══ Task input ══
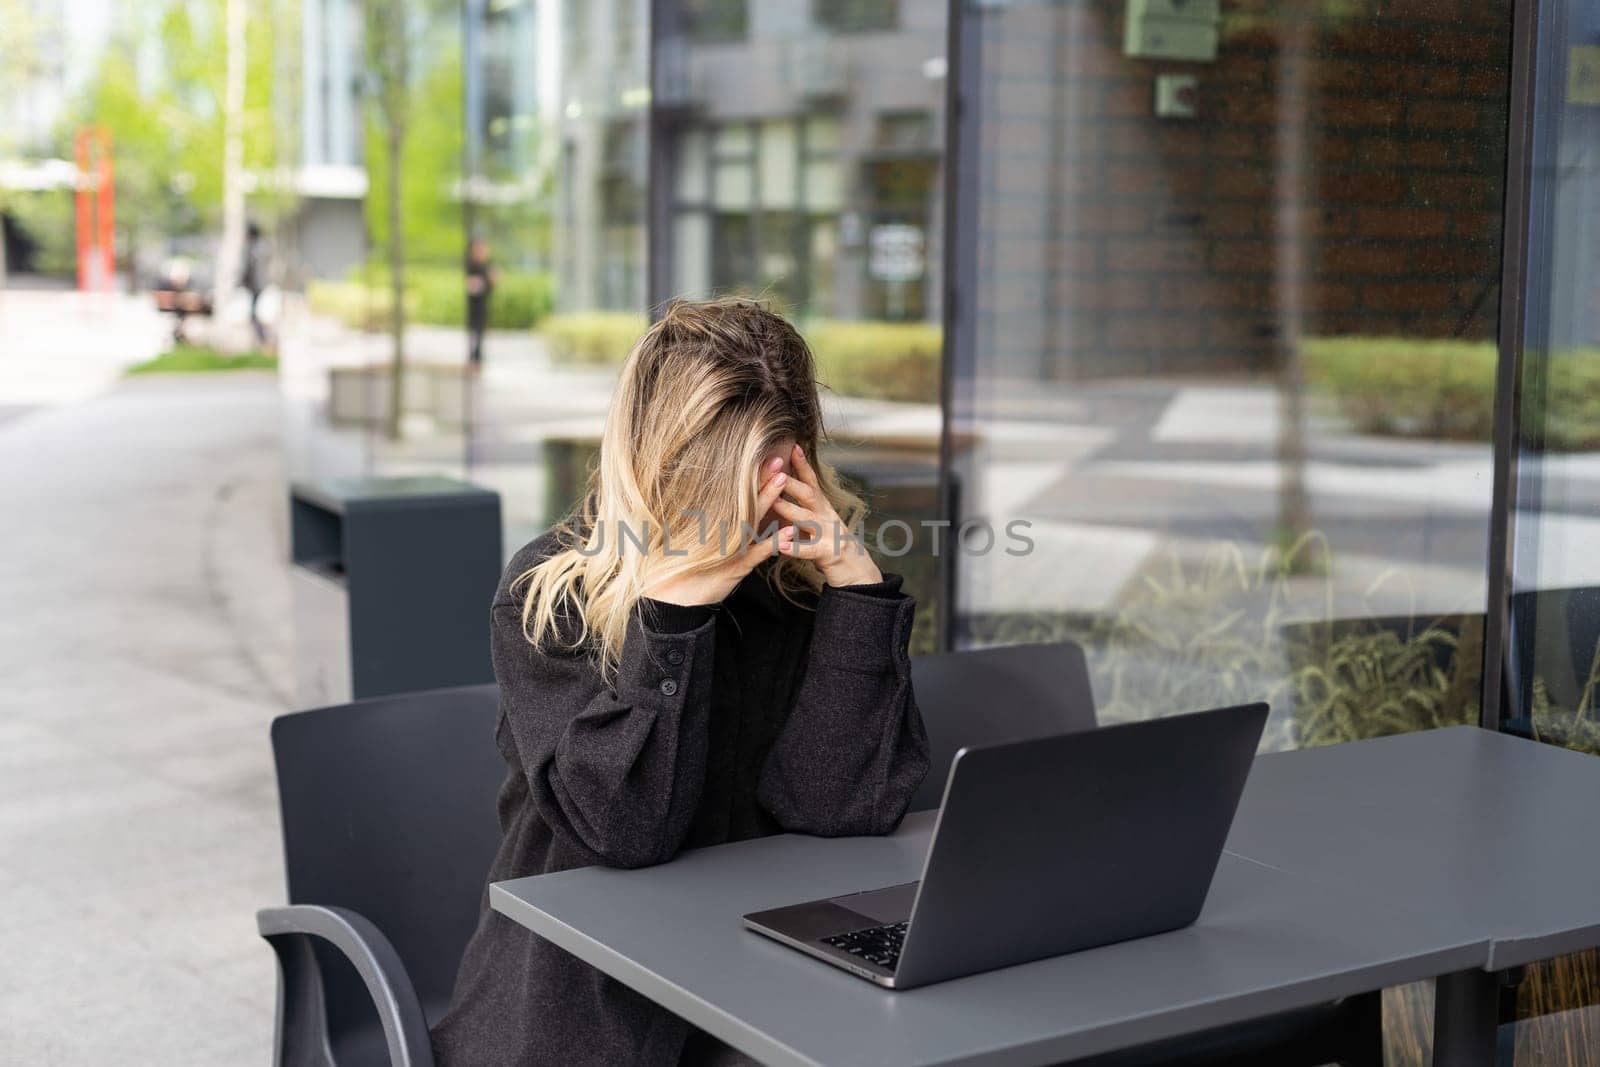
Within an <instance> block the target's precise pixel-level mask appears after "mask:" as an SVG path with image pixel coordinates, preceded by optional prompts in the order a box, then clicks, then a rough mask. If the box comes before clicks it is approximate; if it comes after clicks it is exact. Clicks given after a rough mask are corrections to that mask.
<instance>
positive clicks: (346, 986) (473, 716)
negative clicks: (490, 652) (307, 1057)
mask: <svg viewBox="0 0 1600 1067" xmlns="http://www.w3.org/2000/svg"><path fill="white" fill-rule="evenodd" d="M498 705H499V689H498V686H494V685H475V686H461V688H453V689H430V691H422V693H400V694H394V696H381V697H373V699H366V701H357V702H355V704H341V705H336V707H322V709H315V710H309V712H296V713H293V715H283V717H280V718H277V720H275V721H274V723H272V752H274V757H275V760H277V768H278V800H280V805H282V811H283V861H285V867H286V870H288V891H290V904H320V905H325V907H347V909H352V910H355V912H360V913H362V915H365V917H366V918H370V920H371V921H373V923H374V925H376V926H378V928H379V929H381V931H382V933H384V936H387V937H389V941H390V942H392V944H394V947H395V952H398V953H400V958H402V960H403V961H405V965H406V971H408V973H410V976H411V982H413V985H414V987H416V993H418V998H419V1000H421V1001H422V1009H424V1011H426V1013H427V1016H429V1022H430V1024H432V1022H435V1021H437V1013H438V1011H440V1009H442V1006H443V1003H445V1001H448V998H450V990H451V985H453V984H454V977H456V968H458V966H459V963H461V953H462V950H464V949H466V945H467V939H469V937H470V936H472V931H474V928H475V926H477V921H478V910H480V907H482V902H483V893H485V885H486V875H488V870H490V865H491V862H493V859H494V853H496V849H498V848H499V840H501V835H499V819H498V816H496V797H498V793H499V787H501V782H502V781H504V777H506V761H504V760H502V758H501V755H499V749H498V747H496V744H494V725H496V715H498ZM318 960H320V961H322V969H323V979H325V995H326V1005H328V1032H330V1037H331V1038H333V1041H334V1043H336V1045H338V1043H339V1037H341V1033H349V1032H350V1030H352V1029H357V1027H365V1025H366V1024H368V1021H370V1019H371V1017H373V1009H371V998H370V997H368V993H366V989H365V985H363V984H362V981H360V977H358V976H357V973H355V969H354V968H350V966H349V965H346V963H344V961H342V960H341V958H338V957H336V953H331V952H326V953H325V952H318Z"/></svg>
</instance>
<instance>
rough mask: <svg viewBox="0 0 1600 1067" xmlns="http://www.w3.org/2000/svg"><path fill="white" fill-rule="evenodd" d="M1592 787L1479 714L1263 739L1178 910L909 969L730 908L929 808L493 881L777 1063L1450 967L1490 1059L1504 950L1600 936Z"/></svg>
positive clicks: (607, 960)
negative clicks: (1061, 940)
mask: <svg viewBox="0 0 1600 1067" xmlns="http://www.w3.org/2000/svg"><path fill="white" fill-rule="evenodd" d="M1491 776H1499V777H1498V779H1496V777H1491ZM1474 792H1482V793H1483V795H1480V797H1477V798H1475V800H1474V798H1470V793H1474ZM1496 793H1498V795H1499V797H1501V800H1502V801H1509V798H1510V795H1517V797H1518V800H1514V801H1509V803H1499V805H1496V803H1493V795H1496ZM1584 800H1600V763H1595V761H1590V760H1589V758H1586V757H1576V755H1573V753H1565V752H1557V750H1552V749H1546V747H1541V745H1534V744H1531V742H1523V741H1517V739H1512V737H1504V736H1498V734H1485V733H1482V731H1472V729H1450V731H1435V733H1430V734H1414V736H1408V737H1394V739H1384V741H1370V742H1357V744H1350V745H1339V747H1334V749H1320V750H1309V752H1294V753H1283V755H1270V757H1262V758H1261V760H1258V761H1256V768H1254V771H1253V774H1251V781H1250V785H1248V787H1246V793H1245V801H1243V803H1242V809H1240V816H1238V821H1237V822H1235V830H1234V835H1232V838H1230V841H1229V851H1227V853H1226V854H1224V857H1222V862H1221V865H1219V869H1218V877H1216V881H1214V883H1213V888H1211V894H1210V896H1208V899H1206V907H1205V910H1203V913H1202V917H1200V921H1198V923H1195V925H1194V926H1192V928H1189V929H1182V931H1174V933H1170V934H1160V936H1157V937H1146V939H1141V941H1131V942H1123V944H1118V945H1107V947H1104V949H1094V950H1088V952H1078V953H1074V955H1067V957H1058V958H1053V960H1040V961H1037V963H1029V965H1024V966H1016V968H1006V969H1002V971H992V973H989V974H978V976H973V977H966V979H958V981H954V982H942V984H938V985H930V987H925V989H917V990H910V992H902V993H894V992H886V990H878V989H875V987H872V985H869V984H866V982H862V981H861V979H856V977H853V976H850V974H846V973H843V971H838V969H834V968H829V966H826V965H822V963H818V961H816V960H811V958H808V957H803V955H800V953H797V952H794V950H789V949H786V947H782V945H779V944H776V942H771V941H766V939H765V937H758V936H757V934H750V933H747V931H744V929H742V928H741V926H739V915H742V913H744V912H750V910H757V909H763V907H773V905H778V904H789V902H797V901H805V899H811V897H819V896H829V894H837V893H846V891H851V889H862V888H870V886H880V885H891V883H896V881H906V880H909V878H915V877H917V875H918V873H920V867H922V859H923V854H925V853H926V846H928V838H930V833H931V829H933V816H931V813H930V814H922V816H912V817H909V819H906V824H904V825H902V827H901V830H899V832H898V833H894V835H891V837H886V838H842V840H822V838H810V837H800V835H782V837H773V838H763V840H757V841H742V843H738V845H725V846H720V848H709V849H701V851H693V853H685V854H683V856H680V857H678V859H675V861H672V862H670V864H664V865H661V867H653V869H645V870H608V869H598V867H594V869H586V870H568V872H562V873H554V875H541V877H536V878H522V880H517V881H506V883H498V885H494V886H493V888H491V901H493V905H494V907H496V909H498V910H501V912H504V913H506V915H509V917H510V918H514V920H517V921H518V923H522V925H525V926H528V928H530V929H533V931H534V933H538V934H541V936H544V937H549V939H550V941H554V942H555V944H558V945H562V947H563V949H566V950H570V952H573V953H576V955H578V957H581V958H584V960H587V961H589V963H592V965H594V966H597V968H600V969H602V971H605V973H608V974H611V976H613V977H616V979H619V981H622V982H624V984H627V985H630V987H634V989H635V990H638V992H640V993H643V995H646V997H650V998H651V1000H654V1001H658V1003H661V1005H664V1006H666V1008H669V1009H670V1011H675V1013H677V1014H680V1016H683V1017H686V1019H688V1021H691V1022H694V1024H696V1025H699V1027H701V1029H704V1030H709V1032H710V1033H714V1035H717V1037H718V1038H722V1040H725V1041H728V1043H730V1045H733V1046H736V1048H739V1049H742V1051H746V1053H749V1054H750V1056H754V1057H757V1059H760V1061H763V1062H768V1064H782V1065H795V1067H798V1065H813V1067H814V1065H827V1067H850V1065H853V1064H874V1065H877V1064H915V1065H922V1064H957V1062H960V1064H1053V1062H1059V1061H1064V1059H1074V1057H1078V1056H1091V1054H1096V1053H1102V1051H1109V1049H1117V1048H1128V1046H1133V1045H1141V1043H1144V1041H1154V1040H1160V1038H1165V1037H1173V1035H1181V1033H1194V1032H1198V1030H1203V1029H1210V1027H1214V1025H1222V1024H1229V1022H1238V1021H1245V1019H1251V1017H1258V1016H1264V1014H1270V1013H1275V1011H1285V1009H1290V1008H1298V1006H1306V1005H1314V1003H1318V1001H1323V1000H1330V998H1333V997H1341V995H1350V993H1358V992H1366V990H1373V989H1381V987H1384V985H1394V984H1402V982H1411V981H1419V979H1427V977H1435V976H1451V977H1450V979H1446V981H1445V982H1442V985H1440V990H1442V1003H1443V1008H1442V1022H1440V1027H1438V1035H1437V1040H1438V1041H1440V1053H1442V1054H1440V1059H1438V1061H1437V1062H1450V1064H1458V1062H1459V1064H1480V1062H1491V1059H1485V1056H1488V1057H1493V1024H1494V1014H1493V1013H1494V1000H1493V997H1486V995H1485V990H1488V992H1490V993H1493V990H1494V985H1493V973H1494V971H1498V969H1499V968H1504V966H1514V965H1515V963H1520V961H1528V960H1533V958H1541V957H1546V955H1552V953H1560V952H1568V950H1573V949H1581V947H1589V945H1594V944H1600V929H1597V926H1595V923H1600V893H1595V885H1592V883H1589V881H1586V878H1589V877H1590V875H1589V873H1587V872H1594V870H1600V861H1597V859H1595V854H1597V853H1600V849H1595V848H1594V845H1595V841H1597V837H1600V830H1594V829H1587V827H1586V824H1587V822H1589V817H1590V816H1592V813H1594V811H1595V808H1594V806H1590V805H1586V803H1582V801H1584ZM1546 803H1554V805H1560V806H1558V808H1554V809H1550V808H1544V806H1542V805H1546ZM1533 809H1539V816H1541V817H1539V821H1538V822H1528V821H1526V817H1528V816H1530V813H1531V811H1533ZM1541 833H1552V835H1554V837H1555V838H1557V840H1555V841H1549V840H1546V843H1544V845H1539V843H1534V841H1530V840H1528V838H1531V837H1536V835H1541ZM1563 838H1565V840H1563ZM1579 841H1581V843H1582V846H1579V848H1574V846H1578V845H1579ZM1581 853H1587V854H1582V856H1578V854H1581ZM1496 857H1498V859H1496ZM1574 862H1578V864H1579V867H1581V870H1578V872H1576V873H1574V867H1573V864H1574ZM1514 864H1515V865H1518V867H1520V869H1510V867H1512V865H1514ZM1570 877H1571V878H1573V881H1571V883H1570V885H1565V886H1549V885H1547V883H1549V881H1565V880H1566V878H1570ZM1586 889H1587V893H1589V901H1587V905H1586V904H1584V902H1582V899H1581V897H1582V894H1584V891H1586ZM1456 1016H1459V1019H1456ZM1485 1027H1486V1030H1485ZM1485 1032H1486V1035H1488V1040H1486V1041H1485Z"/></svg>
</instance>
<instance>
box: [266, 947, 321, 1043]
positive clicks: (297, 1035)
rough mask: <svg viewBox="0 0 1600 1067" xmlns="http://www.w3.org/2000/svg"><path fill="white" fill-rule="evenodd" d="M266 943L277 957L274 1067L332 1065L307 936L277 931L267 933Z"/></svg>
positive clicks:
═══
══ Task input ══
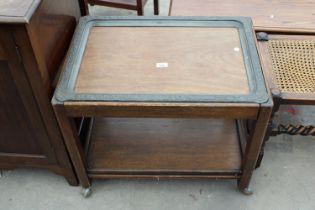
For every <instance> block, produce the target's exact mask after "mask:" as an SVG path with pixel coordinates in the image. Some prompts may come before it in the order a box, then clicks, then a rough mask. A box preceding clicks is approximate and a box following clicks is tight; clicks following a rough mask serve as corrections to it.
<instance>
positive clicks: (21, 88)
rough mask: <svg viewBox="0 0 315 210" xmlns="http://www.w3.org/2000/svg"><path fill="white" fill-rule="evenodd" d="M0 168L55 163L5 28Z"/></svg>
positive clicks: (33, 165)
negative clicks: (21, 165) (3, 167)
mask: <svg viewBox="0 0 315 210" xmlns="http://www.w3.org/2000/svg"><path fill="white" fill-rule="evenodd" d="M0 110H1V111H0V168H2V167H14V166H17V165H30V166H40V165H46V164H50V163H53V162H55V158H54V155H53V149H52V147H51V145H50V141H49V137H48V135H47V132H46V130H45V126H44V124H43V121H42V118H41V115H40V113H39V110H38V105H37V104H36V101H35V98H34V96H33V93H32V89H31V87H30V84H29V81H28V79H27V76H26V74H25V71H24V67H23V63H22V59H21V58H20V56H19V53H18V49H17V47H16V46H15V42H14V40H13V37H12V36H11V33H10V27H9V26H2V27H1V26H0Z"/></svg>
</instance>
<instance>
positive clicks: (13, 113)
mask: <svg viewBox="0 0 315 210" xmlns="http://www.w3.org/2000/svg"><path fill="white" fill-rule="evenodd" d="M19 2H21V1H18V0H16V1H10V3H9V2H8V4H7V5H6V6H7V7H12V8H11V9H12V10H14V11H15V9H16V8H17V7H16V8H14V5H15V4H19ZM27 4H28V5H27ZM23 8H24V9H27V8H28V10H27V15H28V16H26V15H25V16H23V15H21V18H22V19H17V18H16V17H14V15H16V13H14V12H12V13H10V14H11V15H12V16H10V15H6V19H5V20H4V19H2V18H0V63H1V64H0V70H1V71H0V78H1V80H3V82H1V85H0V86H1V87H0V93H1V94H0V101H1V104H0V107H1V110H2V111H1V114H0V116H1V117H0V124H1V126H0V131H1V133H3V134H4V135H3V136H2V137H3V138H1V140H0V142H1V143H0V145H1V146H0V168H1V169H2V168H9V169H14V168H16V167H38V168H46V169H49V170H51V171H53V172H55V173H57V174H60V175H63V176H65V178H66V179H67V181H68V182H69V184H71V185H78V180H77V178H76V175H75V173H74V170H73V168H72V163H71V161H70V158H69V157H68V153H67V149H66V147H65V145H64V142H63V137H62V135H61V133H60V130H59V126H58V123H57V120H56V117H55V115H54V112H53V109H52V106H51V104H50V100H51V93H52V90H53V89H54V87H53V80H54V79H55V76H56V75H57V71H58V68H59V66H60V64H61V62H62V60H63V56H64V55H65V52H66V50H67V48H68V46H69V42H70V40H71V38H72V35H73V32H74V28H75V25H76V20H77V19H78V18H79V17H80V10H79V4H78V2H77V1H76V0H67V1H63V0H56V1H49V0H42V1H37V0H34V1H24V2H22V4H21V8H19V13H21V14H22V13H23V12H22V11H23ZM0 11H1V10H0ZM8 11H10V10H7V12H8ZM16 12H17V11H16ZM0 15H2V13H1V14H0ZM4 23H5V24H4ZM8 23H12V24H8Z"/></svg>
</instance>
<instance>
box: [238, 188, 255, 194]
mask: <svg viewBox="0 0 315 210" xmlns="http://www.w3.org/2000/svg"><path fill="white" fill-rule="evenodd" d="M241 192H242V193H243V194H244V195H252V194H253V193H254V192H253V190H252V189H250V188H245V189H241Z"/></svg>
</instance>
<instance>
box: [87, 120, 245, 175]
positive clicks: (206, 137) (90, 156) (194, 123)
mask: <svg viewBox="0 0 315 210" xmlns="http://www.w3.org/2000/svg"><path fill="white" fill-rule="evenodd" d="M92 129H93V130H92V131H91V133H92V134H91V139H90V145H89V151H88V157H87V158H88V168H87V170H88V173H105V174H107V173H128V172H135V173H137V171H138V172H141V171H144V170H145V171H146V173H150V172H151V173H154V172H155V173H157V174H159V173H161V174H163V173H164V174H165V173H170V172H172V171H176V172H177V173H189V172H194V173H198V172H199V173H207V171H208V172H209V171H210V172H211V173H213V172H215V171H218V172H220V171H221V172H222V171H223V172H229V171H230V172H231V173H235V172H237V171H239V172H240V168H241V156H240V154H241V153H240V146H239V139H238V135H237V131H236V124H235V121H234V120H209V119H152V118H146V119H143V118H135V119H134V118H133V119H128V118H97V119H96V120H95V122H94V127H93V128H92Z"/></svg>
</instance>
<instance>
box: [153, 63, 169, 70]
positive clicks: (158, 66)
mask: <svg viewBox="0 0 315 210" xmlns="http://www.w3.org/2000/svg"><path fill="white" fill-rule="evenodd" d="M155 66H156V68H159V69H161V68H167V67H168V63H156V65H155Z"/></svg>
═══
══ Task input ══
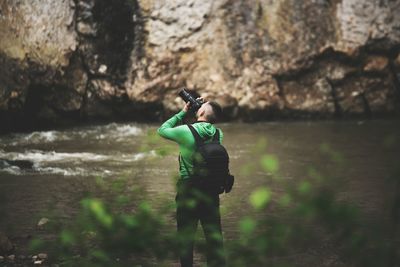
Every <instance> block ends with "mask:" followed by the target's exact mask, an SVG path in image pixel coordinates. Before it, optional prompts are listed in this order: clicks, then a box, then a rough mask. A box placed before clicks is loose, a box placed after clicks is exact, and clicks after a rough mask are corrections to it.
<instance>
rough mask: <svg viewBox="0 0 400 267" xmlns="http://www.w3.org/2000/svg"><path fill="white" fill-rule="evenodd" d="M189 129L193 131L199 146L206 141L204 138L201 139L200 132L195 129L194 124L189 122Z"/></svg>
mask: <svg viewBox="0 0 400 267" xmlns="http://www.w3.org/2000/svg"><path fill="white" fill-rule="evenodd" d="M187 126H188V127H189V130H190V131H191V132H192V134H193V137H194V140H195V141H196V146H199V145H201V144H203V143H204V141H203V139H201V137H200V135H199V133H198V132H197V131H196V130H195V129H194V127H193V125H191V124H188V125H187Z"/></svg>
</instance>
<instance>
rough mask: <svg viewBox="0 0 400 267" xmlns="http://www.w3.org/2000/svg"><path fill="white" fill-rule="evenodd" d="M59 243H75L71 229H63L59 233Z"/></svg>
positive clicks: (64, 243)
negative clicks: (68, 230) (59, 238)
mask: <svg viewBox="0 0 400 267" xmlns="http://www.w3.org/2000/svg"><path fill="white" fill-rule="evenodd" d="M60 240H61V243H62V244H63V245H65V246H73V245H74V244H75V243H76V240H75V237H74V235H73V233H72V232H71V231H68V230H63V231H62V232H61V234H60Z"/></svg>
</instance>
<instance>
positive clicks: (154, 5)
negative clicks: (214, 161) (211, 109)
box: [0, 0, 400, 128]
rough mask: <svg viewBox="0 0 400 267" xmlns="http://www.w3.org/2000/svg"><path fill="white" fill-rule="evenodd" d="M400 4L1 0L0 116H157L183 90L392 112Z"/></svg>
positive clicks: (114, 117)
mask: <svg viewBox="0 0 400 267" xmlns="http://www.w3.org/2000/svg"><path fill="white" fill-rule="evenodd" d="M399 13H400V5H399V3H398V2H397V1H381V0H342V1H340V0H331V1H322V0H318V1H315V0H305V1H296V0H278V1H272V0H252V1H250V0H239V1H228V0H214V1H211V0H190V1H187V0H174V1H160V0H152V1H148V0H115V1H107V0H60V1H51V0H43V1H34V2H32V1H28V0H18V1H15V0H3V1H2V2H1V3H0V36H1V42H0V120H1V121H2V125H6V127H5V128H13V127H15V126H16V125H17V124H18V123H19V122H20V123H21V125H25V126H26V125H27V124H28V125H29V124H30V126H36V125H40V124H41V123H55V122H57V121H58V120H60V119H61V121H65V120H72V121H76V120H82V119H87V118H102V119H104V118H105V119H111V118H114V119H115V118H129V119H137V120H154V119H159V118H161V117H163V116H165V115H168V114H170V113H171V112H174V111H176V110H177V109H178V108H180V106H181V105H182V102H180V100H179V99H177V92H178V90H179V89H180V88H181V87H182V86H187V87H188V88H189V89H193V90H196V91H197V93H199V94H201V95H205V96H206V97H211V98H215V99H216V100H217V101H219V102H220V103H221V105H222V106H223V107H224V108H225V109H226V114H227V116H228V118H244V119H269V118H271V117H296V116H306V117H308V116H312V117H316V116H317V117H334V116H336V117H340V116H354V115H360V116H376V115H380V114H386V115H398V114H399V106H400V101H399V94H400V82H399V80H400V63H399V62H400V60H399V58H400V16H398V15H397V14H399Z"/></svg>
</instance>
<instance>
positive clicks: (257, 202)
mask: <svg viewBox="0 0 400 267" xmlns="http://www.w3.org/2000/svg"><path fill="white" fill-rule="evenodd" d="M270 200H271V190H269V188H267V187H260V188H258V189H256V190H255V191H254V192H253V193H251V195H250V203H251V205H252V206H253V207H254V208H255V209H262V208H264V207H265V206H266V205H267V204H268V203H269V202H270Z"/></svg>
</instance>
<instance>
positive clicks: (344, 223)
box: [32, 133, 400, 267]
═══
__Problem requirements__: Only lines holding the string "optional" are wanted; gather each one from the entries above.

__Response to this task__:
Within an <instance> block the target's precise pixel-level mask appears after "mask:" as an SVG path with image pixel coordinates, preceded by optional prompts in the order a box, then clicks, then a rough mask. If the box comes before clicks it is approximate; if it comes after clicks it is exact. Clicks given after a rough mask are corrections to that mask.
Every <instance> block ends with "mask:" followed by the target's exact mask, an SVG path in image pixel coordinates. Before it, optional prompts are listed in this order: clicks, then a box, then a rough mask. A box placed before clicks is loose, a box placed after clicks is exact, and clicks after a rough mask are corrections to it.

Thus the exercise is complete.